Exercise aim:
Update the entries from the line containing "In the photo above, where can the car side mirror" through the end of the entries, replacing "side mirror" with "wing mirror" and leaving everything else unchanged. Return only those lines.

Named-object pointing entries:
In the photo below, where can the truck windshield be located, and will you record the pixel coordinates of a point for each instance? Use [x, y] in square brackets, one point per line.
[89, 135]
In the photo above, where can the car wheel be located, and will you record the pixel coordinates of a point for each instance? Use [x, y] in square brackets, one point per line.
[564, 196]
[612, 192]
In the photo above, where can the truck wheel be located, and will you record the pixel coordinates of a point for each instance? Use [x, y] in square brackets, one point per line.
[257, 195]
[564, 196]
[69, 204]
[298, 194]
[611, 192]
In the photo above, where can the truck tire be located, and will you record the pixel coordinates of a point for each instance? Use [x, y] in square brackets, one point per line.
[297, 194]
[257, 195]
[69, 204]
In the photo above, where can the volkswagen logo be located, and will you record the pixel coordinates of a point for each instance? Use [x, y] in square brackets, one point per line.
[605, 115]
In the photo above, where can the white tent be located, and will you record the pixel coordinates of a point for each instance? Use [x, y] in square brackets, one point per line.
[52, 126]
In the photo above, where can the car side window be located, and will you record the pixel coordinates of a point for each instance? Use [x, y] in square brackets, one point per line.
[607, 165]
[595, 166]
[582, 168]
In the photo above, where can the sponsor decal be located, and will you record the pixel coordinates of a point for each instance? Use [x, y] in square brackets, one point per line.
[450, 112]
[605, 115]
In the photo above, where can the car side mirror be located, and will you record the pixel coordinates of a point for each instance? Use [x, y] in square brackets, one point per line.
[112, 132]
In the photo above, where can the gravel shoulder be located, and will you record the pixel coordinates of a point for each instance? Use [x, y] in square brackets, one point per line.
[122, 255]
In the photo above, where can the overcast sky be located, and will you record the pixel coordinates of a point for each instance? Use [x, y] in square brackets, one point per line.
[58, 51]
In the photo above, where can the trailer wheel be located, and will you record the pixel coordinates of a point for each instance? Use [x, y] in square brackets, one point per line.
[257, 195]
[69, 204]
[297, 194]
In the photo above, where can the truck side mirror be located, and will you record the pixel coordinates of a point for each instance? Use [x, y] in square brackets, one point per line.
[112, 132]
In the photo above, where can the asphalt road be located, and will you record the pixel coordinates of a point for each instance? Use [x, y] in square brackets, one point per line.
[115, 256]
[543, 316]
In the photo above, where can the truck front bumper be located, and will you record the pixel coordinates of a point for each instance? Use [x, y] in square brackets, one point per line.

Solution to the exercise:
In the photo above, where can the car wing mirror be located, and will you record the pixel coordinates of a point for each instance? Use [x, y] in square brackets, one point per line.
[112, 132]
In the photo above, where can the gravel shoulder be located, and will you record the pixel coordinates of a point for each instance? Use [x, y] in square brackets, one point per line.
[122, 255]
In the photo above, where can the overcast sky be located, and will you record the pixel coordinates of a point for each instance? Use [x, y] in square brackets, one point per line.
[58, 51]
In the photo above, where can the trailer wheel be located, and will you record the pixel coordinates of a point for each instance? Use [x, y] in square brackets, one point per line.
[257, 195]
[69, 204]
[297, 194]
In the photo above, where can the truck wing mirror be located, and will you record the pixel coordinates of a point for each instance? Use [x, y] in square brackets, one point per line.
[112, 132]
In the photo above, where can the asphalt road be located, and will you record the pixel coordinates of a point for each instance? Use [x, y] in square brackets, one point per line.
[115, 256]
[543, 316]
In the photo above, where can the truck front bumper be located, and will you record the pixel coordinates of a point for each instance? Use [x, y] in square brackets, one point per line.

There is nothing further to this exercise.